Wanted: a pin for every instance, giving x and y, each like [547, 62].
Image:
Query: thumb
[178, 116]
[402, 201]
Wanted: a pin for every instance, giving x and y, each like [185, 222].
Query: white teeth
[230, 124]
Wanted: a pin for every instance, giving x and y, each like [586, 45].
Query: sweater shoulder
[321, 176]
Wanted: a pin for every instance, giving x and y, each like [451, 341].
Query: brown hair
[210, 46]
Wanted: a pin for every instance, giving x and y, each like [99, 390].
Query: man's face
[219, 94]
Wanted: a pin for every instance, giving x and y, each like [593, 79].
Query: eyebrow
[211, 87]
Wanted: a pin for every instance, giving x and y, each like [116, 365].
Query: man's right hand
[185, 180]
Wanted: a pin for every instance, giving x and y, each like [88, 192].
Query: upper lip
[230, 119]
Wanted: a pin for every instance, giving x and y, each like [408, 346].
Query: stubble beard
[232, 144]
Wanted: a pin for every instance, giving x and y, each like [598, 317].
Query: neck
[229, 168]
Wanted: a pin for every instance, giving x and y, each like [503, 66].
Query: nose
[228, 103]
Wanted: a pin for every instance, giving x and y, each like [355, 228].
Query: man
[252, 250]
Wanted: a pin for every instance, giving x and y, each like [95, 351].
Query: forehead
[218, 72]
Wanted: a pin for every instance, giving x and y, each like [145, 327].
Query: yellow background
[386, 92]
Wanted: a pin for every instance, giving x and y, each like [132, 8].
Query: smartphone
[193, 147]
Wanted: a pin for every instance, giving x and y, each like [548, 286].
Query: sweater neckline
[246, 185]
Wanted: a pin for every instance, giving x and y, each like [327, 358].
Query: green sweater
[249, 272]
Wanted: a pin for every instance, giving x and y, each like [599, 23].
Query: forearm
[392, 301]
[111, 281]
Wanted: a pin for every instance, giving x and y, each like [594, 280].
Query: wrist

━━━━━━

◆ BRIEF:
With no line skipped, output the listing in full.

◆ TASK OUTPUT:
Wanted: a pin for every instance, giving x and y, each like [547, 62].
Image:
Query: thumb
[178, 116]
[402, 201]
Wanted: a pin for every instance, giving x and y, each like [185, 222].
Query: white teeth
[230, 124]
Wanted: a pin for every instance, giving x and y, each like [586, 45].
Query: sweater shoulder
[321, 176]
Wanted: a pin for every instance, giving x and y, each like [451, 341].
Query: brown hair
[210, 46]
Wanted: a pin for every instance, giving x and y, each like [99, 390].
Query: man's face
[219, 94]
Wanted: a pin for every instance, giving x and y, each like [593, 79].
Query: eyebrow
[211, 87]
Wanted: a pin for every instance, giving x and y, each like [116, 365].
Query: man's right hand
[185, 180]
Wanted: a pin for every instance, giving x and y, each like [88, 192].
Query: upper lip
[230, 119]
Wanted: a pin for every instance, giving x and y, each like [408, 346].
Query: stubble beard
[232, 144]
Wanted: a pin for every instance, giving x and y, each like [598, 317].
Query: neck
[229, 168]
Wanted: a pin for every instance, giving x and y, each like [503, 66].
Query: nose
[228, 103]
Wanted: a pin for every instance, giving x and y, each like [355, 228].
Query: man
[252, 250]
Wanted: a pin for every instance, giving x and y, each like [95, 351].
Query: forehead
[218, 72]
Wanted: a pin for every instance, giving x and y, each like [145, 327].
Query: yellow background
[386, 92]
Wanted: a pin for every instance, giving x and y, each like [132, 8].
Query: smartphone
[193, 147]
Wanted: a pin for every instance, giving x and y, each like [548, 286].
Query: sweater neckline
[246, 185]
Wanted: a pin for every instance, giving x and y, each like [327, 358].
Query: green sweater
[249, 272]
Wanted: a pin for every instance, giving x and y, each like [599, 23].
Query: forearm
[392, 301]
[111, 281]
Wanted: a pin for every instance, giving x and y, each like [594, 280].
Query: wrist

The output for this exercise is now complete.